» **Exercise directions**: Print the passage in the text on lessons learned from a hurtful mother between "2. I’m not responsible" and "next helpful insight.", inclusive.
---- Document text
The people who have hurt you are various combinations of “good” and “bad,” but don’t forget to look for the good.
Treating my mother with respect was important, and it led to a second lesson.
2. I’m not responsible for the other person’s happiness. “Wait,” you object. “Didn’t you just say that you wanted to make your mother happy?” Yes, I did say that, but I learned a bigger perspective. Just because I treat people nicely and give time and attention to them doesn’t mean that I can make them happy. They are responsible for how they interpret my efforts. Sometimes my mother misunderstood my attempts. Even if I could have been the perfect daughter (which no one can), I could never fix her life. Or anyone’s life. That was not my responsibility. I was merely responsible to act nicely and be kind. Understanding the limits of my responsibilities helped me learn to set boundaries, and it helped diminish my own people-pleasing tendencies.
In the process, I realized the next helpful insight.
3. The other person might be miserable, too, so attempt some compassion. My mother had experienced a deep trauma in her childhood. Her baby brother had died under her watch in a tragic boiling-water accident. In addition, her mother was chronically ill and her father struggled to provide for the family during the Great Depression. Though my mother’s unhappiness was often directed at me, it really wasn’t completely about me. She’d experienced pain and trauma in the past. Since God had compassion on her, I could, too.
Those who have harmed me have their own pain. Remembering that their mistreatment might stem from their own sufferings has helped me. This knowledge doesn’t make my own pain go away, nor does it excuse them. They are still responsible to grow in wisdom for themselves and to learn to treat others kindly. But by remembering that they have challenges, too, I have been able to gain a bit of empathy for the situations of others.
--------
---- Data excerpts
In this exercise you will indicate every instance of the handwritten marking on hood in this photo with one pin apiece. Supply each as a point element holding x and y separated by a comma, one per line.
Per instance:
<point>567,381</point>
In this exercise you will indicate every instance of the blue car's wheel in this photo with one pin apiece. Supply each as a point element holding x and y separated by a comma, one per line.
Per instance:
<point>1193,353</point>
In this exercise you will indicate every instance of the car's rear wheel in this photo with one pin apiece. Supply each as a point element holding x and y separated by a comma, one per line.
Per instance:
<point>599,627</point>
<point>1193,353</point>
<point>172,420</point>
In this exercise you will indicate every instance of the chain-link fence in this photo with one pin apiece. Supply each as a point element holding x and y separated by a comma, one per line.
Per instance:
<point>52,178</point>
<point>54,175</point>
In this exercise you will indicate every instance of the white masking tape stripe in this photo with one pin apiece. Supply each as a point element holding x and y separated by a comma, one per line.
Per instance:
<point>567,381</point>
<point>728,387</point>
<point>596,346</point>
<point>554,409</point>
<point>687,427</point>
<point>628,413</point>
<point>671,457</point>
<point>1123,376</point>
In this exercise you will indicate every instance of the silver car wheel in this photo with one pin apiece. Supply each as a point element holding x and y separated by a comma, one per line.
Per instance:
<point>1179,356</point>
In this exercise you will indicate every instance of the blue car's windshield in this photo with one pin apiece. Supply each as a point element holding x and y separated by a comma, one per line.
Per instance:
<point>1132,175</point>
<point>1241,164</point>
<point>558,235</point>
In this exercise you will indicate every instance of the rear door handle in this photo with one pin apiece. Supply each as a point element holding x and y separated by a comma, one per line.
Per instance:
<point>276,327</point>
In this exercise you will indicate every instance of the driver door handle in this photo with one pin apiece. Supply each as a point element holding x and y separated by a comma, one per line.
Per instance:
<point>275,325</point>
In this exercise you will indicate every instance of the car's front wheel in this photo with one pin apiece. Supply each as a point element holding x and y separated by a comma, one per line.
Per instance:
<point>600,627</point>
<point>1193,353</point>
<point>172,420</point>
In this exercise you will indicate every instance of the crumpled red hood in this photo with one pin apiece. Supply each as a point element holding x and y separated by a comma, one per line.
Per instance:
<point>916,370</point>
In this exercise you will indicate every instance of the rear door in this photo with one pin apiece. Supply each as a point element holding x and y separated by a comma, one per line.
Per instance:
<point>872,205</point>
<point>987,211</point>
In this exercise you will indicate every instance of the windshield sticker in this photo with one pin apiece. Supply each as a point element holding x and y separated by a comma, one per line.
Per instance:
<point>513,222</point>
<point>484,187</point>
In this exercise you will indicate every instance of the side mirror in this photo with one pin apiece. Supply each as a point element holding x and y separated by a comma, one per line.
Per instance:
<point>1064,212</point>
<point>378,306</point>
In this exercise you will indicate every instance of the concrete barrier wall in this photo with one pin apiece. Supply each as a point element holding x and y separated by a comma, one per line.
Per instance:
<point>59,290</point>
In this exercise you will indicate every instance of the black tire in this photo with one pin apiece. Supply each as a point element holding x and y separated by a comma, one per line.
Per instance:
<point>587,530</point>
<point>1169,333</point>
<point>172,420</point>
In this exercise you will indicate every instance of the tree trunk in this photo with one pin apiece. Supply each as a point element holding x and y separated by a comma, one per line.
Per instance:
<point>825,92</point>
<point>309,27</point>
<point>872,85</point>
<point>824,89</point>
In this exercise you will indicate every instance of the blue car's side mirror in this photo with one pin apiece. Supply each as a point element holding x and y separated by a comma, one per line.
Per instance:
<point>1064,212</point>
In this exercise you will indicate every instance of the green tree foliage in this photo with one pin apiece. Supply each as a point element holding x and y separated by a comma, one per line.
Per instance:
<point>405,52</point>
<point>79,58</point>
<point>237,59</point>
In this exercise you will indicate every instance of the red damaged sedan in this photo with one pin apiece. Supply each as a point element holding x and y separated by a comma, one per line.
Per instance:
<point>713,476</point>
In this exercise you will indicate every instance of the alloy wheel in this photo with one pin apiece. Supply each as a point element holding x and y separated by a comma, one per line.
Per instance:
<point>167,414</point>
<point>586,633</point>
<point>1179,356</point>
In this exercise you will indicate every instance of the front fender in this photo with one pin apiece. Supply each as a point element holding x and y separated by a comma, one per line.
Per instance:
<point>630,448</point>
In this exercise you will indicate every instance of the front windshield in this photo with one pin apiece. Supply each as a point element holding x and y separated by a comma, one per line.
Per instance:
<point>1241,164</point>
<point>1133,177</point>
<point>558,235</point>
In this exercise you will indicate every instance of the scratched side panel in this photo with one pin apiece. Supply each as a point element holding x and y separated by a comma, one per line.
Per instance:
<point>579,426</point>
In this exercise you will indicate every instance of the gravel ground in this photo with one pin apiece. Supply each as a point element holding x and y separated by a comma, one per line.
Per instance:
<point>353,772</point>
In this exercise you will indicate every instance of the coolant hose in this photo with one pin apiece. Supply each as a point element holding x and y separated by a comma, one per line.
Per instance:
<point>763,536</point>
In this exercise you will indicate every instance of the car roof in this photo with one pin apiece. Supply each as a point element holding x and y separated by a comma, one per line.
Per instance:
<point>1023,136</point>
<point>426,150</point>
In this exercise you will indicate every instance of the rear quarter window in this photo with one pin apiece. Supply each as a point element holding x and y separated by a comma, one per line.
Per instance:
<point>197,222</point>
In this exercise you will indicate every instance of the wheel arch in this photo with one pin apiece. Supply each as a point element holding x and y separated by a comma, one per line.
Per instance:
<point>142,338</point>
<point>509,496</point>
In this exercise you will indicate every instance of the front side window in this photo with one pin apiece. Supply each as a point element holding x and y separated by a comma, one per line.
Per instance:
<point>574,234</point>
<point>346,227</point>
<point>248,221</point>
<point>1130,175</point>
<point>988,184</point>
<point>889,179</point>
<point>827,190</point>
--------
» **Solved problem**:
2. I’m not responsible for the other person’s happiness. “Wait,” you object. “Didn’t you just say that you wanted to make your mother happy?” Yes, I did say that, but I learned a bigger perspective. Just because I treat people nicely and give time and attention to them doesn’t mean that I can make them happy. They are responsible for how they interpret my efforts. Sometimes my mother misunderstood my attempts. Even if I could have been the perfect daughter (which no one can), I could never fix her life. Or anyone’s life. That was not my responsibility. I was merely responsible to act nicely and be kind. Understanding the limits of my responsibilities helped me learn to set boundaries, and it helped diminish my own people-pleasing tendencies.
In the process, I realized the next helpful insight.